→ **Your goal**: Which lines of the data below include the string "overcast"? Return each of them.

→ **Task inputs**:

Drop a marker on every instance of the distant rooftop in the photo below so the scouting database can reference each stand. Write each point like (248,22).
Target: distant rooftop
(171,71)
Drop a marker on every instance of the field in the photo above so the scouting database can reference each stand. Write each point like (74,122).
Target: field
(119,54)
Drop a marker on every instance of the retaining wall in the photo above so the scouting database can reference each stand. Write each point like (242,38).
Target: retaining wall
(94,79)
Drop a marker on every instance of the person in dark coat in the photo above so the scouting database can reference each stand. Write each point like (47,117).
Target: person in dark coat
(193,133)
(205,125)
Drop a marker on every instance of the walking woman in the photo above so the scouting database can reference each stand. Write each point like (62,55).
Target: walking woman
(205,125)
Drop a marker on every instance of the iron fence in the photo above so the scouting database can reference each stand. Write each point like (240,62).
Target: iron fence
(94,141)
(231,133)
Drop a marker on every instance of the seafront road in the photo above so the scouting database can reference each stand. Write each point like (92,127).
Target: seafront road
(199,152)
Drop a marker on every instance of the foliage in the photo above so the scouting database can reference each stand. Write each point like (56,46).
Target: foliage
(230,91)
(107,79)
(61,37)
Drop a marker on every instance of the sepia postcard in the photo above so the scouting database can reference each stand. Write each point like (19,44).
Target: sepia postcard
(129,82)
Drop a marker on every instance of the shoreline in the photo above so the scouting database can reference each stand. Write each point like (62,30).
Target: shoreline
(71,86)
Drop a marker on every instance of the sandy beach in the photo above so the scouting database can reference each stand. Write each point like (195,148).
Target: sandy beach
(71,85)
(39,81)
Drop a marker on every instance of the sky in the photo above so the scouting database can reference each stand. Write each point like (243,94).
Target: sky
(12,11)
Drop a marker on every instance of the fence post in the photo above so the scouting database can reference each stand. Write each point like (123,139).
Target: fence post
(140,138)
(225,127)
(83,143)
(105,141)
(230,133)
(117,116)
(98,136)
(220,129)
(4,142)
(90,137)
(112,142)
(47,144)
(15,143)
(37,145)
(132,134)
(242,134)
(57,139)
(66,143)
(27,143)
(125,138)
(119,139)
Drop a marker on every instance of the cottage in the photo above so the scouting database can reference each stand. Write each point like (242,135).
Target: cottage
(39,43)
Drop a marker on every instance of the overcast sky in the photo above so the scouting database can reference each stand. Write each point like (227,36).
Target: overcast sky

→ **Response area**:
Drop a marker on every instance of the overcast sky in the photo above so the scouting database can reference each stand. Write each point like (227,36).
Target: overcast sky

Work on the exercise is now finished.